## Objective:
Return each line in the data below that contains the word "hair", copying every such line in full.
-.-.-
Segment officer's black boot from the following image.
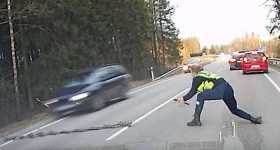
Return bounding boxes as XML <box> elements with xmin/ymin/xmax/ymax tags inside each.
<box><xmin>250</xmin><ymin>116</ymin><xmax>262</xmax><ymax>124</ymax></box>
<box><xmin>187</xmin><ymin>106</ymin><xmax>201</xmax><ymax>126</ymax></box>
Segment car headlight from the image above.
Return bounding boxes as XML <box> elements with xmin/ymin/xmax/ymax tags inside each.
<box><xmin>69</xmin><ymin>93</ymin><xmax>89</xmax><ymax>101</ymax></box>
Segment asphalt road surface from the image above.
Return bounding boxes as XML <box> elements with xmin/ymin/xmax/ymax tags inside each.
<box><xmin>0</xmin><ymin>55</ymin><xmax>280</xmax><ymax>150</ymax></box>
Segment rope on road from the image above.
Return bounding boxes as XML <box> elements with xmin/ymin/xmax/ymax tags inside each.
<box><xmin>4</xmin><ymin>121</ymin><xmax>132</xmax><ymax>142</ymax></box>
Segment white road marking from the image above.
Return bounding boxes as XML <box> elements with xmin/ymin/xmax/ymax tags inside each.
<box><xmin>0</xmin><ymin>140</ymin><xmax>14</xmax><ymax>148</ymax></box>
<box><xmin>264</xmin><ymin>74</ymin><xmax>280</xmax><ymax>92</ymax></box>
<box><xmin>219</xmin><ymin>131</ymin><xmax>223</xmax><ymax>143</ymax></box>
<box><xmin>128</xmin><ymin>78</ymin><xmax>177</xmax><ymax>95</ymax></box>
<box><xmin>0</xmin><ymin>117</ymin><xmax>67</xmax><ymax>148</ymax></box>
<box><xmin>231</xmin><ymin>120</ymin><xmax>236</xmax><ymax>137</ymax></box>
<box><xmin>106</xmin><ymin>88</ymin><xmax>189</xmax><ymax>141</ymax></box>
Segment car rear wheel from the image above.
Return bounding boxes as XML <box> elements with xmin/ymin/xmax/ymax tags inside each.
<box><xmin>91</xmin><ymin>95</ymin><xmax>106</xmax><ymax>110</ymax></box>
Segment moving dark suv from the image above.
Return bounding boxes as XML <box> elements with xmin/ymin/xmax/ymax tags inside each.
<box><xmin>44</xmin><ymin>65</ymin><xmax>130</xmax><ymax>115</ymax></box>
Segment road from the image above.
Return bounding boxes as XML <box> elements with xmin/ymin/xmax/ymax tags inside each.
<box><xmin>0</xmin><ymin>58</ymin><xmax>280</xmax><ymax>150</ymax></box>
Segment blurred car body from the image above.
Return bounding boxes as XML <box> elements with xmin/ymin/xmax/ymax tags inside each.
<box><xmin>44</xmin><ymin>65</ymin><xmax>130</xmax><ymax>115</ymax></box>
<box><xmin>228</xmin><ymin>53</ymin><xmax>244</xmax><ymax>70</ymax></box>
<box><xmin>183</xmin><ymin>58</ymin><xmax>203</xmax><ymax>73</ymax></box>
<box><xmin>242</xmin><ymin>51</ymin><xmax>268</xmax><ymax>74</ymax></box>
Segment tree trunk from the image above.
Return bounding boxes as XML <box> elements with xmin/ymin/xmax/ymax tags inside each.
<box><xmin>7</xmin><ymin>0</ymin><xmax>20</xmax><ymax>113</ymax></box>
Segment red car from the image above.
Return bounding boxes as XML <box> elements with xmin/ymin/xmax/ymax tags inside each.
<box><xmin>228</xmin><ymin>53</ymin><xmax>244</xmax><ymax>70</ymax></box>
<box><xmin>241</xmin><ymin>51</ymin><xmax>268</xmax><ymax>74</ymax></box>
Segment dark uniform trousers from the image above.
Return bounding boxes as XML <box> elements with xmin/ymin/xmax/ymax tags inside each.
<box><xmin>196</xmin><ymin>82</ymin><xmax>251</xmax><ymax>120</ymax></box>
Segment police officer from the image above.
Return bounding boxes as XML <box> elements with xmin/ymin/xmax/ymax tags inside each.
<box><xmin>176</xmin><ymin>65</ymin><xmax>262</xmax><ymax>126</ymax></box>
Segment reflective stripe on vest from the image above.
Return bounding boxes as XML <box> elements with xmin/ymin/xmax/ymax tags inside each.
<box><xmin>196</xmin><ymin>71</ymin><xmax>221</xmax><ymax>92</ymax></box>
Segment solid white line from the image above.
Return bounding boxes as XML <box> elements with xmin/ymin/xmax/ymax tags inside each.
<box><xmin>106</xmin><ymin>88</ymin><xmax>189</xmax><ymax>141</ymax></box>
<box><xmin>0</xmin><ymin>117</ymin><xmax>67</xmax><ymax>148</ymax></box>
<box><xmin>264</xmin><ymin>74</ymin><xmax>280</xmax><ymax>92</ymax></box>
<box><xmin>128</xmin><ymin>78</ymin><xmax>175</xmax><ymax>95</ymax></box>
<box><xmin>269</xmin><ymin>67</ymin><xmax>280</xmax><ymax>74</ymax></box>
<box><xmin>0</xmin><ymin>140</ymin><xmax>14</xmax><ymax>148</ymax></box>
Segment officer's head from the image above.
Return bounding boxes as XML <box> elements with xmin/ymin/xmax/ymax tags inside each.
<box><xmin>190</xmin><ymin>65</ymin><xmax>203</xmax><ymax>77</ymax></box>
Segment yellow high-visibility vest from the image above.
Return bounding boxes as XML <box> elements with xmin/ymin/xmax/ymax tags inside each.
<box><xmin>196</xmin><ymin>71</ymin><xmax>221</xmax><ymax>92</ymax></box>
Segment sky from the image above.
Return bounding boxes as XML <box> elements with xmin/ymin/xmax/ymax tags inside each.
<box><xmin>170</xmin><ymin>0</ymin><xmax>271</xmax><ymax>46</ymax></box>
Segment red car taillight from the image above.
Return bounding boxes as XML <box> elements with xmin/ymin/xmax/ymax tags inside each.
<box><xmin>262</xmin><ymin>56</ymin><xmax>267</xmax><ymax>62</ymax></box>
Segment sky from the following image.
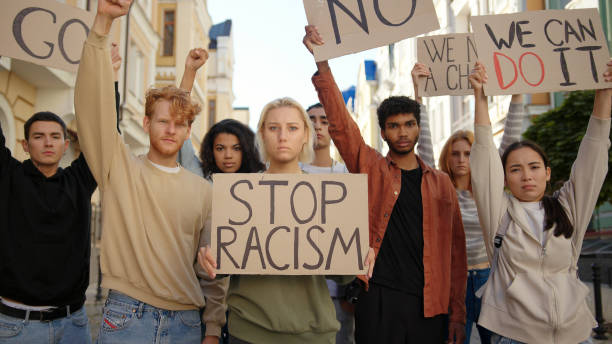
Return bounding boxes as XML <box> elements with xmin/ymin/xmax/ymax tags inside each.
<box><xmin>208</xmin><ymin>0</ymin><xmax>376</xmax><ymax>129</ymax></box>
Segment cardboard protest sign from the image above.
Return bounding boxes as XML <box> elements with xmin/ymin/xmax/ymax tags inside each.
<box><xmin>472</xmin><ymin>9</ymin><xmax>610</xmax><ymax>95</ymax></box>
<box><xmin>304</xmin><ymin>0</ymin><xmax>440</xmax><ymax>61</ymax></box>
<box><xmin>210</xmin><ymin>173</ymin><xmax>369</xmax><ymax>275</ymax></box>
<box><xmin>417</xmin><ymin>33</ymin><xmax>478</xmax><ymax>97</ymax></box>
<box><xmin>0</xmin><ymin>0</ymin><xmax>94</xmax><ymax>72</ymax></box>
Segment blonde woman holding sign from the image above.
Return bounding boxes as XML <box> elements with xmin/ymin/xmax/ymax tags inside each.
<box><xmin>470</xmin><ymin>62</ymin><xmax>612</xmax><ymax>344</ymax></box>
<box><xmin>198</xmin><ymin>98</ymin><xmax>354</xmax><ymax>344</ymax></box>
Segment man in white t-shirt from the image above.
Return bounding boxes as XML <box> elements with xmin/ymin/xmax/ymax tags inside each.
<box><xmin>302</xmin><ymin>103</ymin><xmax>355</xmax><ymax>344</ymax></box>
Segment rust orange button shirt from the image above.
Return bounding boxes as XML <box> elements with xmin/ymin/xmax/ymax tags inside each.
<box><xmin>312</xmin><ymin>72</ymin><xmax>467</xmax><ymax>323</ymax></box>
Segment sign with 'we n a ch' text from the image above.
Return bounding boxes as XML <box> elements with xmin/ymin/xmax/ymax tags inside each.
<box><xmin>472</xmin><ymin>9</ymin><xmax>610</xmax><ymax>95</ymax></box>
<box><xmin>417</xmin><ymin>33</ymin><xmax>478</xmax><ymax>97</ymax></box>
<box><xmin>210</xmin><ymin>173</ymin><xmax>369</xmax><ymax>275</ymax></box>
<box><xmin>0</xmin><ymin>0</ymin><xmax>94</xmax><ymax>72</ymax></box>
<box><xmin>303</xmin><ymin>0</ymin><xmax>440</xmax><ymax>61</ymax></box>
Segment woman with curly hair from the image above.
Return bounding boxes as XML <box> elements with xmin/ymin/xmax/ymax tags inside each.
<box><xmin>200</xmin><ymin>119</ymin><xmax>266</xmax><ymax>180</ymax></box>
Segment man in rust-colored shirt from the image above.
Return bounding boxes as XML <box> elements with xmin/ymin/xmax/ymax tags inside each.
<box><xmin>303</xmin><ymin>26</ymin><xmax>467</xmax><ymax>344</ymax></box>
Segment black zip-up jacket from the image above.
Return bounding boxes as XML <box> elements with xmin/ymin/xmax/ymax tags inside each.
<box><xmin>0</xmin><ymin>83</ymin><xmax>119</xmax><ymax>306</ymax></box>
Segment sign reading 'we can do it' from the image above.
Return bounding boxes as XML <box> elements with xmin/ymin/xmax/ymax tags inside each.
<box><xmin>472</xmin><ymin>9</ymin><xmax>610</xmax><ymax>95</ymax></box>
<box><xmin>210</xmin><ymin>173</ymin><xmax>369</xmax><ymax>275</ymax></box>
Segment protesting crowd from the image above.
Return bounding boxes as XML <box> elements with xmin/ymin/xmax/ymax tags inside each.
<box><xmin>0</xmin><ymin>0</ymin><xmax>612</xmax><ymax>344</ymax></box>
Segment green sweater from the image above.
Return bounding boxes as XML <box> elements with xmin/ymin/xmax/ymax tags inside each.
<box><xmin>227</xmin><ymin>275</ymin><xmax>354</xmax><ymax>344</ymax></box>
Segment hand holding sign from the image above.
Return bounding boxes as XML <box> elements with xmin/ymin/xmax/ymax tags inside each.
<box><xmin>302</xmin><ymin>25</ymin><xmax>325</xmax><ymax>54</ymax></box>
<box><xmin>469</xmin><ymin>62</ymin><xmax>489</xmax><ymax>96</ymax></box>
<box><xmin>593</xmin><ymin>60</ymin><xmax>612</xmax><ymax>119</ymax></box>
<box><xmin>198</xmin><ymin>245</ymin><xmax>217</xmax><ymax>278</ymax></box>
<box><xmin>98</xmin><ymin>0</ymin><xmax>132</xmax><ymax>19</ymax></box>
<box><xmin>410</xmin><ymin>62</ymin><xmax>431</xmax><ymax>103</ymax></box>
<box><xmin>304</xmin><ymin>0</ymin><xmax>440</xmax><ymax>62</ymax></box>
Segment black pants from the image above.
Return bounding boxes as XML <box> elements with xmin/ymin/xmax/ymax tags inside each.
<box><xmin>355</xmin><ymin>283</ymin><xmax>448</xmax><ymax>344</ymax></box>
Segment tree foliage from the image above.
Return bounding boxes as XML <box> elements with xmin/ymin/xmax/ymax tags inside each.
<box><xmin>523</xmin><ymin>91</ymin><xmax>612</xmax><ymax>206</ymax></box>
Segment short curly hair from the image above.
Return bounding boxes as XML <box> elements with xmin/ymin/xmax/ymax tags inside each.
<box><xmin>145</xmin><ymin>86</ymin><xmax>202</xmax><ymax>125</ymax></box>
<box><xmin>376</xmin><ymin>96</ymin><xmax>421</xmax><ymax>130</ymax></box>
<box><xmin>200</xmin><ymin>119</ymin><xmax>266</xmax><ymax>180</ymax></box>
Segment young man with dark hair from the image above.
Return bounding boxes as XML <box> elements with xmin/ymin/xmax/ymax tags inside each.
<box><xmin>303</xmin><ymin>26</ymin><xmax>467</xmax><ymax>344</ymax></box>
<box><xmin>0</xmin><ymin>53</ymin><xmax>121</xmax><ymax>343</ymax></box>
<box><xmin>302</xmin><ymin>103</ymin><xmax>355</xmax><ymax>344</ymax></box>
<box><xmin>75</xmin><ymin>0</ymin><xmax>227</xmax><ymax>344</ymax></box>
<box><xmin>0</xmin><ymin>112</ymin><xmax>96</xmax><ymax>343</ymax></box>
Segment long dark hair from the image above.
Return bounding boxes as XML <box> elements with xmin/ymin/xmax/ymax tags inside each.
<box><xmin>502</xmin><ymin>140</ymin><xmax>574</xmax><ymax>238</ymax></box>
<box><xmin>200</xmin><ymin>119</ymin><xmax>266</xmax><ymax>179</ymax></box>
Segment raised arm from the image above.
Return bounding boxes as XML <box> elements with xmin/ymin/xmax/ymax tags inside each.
-.-.-
## Exercise answer:
Segment woman with curly hair from the image above.
Segment short curly hair from the image above.
Segment young man with dark hair from the image above.
Segment long dark hair from the image above.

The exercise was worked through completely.